**Position annotation records**
========
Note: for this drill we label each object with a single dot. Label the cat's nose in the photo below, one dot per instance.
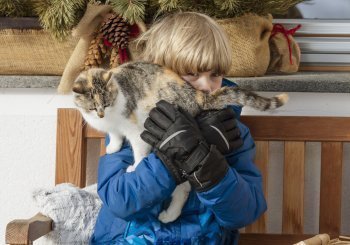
(101, 114)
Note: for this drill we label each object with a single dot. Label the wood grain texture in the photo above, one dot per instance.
(92, 133)
(271, 239)
(293, 187)
(70, 148)
(331, 181)
(261, 160)
(298, 128)
(25, 231)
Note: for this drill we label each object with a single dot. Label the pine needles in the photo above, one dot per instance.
(59, 16)
(136, 10)
(15, 8)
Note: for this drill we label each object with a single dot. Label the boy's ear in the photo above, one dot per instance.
(79, 87)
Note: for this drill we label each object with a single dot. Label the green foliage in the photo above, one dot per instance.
(131, 10)
(135, 10)
(59, 16)
(16, 8)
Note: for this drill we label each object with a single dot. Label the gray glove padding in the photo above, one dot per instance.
(178, 142)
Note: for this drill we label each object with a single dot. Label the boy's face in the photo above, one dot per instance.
(208, 81)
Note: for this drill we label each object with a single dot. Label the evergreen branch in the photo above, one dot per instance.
(131, 10)
(14, 8)
(227, 5)
(59, 16)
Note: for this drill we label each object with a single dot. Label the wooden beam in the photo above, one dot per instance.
(298, 128)
(331, 183)
(70, 148)
(293, 187)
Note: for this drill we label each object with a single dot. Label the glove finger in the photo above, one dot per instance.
(153, 128)
(149, 138)
(159, 118)
(167, 109)
(229, 124)
(235, 144)
(226, 114)
(233, 134)
(188, 116)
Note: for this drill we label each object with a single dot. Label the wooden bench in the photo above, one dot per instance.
(332, 132)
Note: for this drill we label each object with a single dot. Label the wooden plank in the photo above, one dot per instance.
(70, 148)
(102, 147)
(271, 239)
(331, 181)
(25, 231)
(298, 128)
(90, 132)
(261, 160)
(293, 188)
========
**WHAT IS ASKED**
Rewrite all of the items above with every "drill" changed to "exercise" and everything else kept the same. Leave the pictures out.

**WRITTEN SOLUTION**
Note: for this exercise we label each object with a single dot. Label the cat's nose in the photo below, one dot per instance.
(101, 114)
Note: for this exercise we label each object with a single dot. Label the wood grain texture in the photo above, one dot per instance.
(92, 133)
(271, 239)
(293, 187)
(70, 148)
(331, 181)
(261, 160)
(298, 128)
(25, 231)
Note: for this exercise we label each object with a single dot. Label the pine needles in the photo above, one dot per instance.
(59, 16)
(136, 10)
(15, 8)
Note: for this exercise we label each object with a single dot. Label the boy's ear in the photo above, one dot per instance.
(79, 87)
Note: for this exercise we label each object with a single dot. Label the green foliage in the photo above, one dot per instance.
(131, 10)
(135, 10)
(59, 16)
(16, 8)
Note: for this exercise we label each object with a single dot. Label the gray glove padding in the photo above, one dot per instance.
(178, 142)
Note: for this exercise we label each object with a single dot. Label the boy's face in the photo above, one dot per instance.
(208, 81)
Note: for this exercise we label each object with a single dot. Label the evergreen branch in the photo above, one dot per instance.
(131, 10)
(14, 8)
(227, 5)
(59, 16)
Note: for this exercise we label each object with a single dot. Label the wooden beam in the photo above, one dot per instance.
(298, 128)
(331, 183)
(70, 148)
(293, 187)
Note: for this exercise we label each object with a single dot. Label the glove finger in the photo above, one dot per instance.
(153, 128)
(149, 138)
(159, 118)
(167, 109)
(229, 124)
(235, 144)
(226, 114)
(233, 134)
(188, 116)
Note: for this exercise we label each object with a single dot. Label the wooden bench in the photo above, one dot per instance.
(332, 132)
Note: for this exercise we label each object with a single dot. Label the wooden plank in the photo above, one dot per instance.
(70, 148)
(102, 147)
(271, 239)
(331, 181)
(25, 231)
(298, 128)
(90, 132)
(261, 160)
(293, 188)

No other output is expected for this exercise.